(Source data)
★ ★ ★ ★ ★

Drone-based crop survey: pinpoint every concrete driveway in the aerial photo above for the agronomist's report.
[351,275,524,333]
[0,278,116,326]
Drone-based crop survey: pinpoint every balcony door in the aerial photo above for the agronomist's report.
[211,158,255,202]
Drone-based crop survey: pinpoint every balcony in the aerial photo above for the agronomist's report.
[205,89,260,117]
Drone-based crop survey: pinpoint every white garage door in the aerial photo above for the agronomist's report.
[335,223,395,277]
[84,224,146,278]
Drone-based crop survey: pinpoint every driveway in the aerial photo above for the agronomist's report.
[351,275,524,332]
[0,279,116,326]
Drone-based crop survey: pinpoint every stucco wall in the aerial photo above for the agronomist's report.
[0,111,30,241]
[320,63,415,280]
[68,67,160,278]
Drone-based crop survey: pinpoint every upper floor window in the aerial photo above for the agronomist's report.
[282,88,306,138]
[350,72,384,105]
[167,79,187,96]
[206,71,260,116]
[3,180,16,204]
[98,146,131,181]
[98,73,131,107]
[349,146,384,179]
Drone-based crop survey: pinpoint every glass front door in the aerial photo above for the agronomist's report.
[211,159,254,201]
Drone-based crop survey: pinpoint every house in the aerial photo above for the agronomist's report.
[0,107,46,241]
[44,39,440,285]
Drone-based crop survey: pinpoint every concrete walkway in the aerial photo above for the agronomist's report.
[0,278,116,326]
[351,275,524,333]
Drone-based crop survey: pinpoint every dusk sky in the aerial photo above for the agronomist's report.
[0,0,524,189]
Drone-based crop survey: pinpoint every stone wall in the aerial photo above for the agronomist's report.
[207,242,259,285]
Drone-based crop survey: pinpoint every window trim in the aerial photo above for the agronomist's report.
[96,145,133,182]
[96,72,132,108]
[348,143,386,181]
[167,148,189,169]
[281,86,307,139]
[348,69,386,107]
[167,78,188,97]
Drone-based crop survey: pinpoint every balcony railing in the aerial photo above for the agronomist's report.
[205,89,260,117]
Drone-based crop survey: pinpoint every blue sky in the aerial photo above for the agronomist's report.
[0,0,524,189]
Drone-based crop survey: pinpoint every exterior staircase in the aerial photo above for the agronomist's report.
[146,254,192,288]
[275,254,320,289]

★ ★ ★ ★ ★

# Instructions to follow
Reproduce every line of the records verbatim.

# Answer for the task
Drone-based crop survey: pinpoint every concrete driveway in the aerial photo above for the agronomist's report.
[351,275,524,333]
[0,278,116,326]
Drone-based crop survey: pinpoint every balcony door in the aerial photo above for the agronomist's report.
[211,158,255,202]
Drone-based crop survey: pinpoint every balcony in the aerial photo above for the agronomist's report.
[205,89,260,117]
Drone-based crop survey: pinpoint every white garage door in the aerial photo above for the agronomist's report.
[335,223,395,277]
[84,224,146,278]
Drone-based crop survey: pinpoint every driveway in the aerial photo above for the agronomist's report.
[351,275,524,332]
[0,279,116,326]
Drone-based crop survey: pinpoint every stucco wall in the aerial photo above for the agronomist's report.
[0,111,30,241]
[320,63,415,280]
[68,67,160,278]
Drone-based crop survey: pinpoint every upper floor window in the aerial photo above for the agronomist's report.
[282,88,306,138]
[350,72,384,105]
[167,79,187,96]
[206,71,260,116]
[3,180,16,204]
[98,146,131,181]
[98,73,131,107]
[349,146,384,179]
Drone-based crop survey: pinpoint every glass front door in the aerial photo above for the agronomist's report.
[211,159,254,201]
Drone-based crop survey: pinpoint every house in the aerial photo above for the agronomist's report.
[0,107,46,241]
[44,39,440,285]
Drone-based crop survey: pinpoint every concrete walkway in the aerial photo above for the agronomist's report.
[0,278,116,326]
[351,275,524,333]
Drone-based crop survey: pinpoint every dusk sky in the aerial photo above for the agronomist's report.
[0,0,524,189]
Drone-based crop survey: pinpoint every stone wall in the aerial photo above for the agronomist's report.
[207,242,259,285]
Drone-based crop survey: pinpoint every window trim in the aerial photo above for the agronomist's report.
[96,145,133,182]
[96,72,132,108]
[348,143,386,181]
[167,148,189,169]
[281,86,307,139]
[348,69,386,107]
[167,78,188,97]
Drone-based crop survey: pinpoint every balcony railing in the aerial photo above for the agronomist's report.
[205,89,260,117]
Drone-based crop survey: pinpoint every blue sky in the aerial photo above for the agronomist's report.
[0,0,524,189]
Drone-based crop survey: pinpoint every exterior staircase in the aerial photo above for the agronomist's report.
[146,254,192,288]
[275,254,320,289]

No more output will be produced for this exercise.